Return the data below line for line, with no changes.

The records:
---+---
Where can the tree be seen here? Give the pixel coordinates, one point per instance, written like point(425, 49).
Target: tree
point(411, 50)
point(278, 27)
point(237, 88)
---+---
Output of the task:
Where can the tree be seen here? Give the pixel coordinates, one point per instance, written like point(425, 49).
Target: tree
point(411, 50)
point(278, 27)
point(237, 88)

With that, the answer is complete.